In September 1914, Austin, Nichols & Company vice president Balfe said "The work of the architects, contractors and all connected with it, has in our opinion simply been wonderful." Likewise, an anonymous writer in the Engineering News stated in November 1914 that the warehouse is "a good example of a modern reinforced-concrete building of the concrete type" and that Gilbert's design was "somewhat unique". When the plant was finished in March 1915, the Brooklyn Daily Eagle wrote a sub-headline declaring that the building was a "Model of Modern Construction and Efficiency". In 1921, as reinforced concrete structures were becoming more popular, Arthur S. McEntee wrote in Architecture magazine, "The Austin-Nichols Warehouse, Brooklyn, is an excellent example of the modern adaptation of Egyptian architecture to the present-day requirements of commercialism." The similarities of reinforced-concrete buildings to Egyptian design were also observed by European critics such as Le Corbusier and Wilhelm Worringer.

* [Activity 1] Translate this sentence from the passage on the Austin-Nichols Warehouse above into Spanish: "The similarities of reinforced-concrete buildings to Egyptian design were also observed by European critics such as Le Corbusier and Wilhelm Worringer."
* [Activity 2] In the passage on the Austin-Nichols Warehouse, who wrote about the building in Architecture magazine in 1921?
* [Activity 3] Please continue the passage on the Austin-Nichols Warehouse, picking up after its last sentence.

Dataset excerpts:
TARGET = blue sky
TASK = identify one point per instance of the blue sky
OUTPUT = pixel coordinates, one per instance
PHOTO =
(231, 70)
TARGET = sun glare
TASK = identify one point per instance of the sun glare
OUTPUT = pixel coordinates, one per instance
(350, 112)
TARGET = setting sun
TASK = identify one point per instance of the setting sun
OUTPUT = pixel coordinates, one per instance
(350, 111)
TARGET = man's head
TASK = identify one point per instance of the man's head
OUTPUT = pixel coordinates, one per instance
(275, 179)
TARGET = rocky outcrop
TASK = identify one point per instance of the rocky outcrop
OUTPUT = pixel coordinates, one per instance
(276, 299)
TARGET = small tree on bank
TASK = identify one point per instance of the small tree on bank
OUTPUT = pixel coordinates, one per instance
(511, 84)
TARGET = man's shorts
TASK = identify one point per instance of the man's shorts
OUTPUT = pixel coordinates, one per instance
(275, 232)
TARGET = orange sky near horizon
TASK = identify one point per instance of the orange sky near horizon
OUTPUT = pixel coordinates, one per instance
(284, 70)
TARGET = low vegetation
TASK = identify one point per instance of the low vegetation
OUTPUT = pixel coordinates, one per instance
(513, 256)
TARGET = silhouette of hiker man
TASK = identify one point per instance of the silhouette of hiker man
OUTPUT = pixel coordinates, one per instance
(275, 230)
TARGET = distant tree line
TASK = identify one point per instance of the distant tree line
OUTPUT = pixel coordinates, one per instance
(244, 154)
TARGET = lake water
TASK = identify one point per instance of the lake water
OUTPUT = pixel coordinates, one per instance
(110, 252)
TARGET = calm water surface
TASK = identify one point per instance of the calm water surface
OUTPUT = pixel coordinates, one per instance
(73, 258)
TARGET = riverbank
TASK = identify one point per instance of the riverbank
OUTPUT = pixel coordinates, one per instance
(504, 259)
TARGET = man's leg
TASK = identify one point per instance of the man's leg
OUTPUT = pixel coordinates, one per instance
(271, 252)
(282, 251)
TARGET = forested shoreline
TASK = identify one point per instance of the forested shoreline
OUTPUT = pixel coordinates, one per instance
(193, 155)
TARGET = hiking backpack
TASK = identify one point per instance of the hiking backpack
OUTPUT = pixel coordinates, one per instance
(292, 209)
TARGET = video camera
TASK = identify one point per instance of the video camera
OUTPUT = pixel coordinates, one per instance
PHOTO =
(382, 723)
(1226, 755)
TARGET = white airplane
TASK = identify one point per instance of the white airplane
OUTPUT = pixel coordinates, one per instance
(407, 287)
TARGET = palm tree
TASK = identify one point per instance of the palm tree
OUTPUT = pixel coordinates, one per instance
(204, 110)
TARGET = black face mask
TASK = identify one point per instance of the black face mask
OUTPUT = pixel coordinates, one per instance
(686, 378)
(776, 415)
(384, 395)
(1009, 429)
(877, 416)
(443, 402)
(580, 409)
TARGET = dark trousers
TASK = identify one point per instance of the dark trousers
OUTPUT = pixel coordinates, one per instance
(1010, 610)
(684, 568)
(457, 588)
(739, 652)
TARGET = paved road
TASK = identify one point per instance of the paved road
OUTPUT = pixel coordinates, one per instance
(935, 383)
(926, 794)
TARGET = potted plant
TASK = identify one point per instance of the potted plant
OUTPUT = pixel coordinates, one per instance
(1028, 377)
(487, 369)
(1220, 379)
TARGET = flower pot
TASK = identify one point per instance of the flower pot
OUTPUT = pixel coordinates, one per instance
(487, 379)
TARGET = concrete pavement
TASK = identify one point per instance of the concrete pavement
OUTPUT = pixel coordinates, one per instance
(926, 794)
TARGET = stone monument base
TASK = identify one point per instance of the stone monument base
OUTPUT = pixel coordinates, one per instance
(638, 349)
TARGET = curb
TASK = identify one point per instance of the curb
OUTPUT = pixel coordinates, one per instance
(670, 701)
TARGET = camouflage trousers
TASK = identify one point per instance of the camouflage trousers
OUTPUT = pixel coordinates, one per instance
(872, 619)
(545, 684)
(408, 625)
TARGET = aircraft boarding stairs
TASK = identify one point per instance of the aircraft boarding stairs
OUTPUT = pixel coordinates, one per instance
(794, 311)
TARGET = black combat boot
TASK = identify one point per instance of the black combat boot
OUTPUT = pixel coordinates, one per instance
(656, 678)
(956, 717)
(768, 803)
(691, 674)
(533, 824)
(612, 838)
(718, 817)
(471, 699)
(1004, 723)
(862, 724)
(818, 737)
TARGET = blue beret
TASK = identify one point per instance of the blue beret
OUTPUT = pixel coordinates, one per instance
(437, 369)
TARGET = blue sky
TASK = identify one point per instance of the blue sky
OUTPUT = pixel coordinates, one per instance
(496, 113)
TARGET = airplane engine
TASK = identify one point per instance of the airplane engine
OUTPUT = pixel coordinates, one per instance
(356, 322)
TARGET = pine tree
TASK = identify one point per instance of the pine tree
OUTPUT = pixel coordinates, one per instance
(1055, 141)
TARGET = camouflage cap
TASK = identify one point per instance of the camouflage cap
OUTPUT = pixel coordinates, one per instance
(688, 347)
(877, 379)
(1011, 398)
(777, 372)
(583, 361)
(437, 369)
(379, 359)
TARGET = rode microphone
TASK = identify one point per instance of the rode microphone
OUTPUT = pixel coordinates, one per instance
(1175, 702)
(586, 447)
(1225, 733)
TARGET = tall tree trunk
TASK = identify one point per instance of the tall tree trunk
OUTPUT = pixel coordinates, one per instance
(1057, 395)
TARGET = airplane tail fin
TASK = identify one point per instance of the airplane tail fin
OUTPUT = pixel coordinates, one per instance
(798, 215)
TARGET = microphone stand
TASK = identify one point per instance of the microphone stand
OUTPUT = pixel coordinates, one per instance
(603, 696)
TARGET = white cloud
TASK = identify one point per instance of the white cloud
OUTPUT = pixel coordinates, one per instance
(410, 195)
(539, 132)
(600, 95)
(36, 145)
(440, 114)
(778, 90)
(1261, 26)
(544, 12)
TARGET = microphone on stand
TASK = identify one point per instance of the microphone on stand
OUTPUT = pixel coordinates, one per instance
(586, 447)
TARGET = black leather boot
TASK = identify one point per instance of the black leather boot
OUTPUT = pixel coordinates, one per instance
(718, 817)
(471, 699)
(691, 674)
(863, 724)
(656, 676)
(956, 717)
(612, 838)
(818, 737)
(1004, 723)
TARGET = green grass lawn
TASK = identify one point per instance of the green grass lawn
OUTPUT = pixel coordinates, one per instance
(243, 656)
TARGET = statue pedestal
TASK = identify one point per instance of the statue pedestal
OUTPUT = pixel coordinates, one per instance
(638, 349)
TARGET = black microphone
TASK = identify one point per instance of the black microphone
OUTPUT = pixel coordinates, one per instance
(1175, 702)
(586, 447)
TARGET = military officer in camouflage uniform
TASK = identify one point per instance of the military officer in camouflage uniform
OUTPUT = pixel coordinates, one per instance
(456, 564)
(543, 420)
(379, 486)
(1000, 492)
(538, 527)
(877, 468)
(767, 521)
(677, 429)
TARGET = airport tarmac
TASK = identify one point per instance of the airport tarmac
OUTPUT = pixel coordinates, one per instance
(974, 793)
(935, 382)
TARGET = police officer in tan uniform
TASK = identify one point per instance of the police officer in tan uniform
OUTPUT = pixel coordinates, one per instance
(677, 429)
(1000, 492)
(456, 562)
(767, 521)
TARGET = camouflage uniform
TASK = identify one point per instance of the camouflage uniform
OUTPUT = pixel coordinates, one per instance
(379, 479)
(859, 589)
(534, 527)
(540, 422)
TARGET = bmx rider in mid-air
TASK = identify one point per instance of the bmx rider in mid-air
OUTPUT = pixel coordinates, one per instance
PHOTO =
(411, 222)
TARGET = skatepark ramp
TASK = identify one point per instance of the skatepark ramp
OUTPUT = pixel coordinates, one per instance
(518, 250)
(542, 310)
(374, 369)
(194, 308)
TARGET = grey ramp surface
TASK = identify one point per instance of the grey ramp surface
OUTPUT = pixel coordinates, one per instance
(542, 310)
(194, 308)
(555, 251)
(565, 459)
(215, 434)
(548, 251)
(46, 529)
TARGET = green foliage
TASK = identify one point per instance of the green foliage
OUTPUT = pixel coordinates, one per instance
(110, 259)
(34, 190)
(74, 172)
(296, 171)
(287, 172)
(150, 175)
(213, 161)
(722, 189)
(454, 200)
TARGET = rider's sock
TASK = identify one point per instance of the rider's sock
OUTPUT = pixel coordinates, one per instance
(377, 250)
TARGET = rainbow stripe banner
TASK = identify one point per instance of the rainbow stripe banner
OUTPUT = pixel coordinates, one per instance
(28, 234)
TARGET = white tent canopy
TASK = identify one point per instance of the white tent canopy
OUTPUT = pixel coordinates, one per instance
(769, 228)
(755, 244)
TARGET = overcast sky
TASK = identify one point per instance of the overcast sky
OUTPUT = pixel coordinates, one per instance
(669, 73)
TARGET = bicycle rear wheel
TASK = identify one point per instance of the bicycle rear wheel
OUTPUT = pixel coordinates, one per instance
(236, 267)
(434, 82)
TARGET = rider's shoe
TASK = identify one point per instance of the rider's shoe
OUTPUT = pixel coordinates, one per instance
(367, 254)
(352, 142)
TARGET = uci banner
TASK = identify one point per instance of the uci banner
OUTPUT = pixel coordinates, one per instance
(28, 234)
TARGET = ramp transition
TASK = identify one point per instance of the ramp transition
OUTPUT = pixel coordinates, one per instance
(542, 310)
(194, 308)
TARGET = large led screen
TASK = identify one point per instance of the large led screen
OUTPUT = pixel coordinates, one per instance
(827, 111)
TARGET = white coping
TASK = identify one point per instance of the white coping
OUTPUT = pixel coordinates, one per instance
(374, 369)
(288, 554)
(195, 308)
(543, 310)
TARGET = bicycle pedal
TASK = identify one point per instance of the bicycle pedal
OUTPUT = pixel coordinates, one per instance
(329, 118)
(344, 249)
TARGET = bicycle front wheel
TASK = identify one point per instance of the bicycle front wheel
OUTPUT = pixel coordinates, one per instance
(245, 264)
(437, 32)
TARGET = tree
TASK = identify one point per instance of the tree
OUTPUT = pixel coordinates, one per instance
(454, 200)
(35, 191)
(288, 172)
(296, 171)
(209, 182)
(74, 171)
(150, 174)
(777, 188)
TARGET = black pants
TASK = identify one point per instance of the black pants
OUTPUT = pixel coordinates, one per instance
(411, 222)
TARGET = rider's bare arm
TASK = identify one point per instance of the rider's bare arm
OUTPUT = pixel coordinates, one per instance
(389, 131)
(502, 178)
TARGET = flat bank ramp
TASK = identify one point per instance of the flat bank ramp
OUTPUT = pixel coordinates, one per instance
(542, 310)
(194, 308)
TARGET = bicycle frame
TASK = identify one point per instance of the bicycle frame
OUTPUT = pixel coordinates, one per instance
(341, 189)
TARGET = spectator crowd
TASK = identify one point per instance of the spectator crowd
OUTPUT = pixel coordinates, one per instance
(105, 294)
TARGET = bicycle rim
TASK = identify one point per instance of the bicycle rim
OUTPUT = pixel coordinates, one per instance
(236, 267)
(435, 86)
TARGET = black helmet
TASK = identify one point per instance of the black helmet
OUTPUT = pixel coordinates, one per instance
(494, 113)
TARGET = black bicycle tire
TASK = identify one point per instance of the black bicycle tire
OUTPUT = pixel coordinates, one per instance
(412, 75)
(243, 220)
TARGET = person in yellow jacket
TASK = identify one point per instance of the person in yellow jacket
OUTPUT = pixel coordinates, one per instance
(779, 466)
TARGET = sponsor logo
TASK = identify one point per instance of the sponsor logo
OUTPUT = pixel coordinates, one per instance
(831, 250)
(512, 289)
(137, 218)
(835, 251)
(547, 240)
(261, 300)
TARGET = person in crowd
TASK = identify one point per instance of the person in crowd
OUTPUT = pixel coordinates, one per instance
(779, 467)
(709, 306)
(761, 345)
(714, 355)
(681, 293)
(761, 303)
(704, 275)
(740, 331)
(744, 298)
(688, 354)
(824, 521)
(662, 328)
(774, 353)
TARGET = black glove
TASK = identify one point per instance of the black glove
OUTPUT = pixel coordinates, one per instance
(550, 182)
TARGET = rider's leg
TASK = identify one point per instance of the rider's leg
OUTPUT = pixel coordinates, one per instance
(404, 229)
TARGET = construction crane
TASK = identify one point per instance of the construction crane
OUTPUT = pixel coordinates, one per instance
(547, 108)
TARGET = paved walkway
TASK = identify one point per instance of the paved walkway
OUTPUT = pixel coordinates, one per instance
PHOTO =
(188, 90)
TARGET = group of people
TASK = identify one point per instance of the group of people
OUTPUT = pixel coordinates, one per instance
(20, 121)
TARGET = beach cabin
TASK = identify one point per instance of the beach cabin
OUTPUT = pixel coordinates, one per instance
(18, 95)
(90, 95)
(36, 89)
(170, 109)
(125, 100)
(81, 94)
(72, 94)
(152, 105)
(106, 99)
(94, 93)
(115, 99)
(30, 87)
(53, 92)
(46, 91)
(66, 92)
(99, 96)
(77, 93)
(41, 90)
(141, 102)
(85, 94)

* [Expected output 1] Las similitudes de los edificios de hormigón armado con el diseño egipcio también fueron observadas por críticos europeos como Le Corbusier y Wilhelm Worringer.

* [Expected output 2] Arthur S. McEntee.

* [Expected output 3]
Gilbert went on to design other reinforced-concrete industrial buildings such as the Brooklyn Army Terminal, built in 1919 in Sunset Park, Brooklyn, and the R. C. Williams Warehouse, built in Chelsea, Manhattan, in 1927. The Brooklyn Army Terminal was also built by Turner Construction and involved more complex infrastructure, including its own rail yard. The later Williams Warehouse, built for a competitor of Austin, Nichols & Company, contained its own direct rail connection. Both the Williams Warehouse and the Brooklyn Army Terminal were built with recessed architectural window bays in their facades. In a 1928 drawing, Gilbert cited the Brooklyn Army Terminal and the Austin, Nichols & Company Warehouse as being among his best works.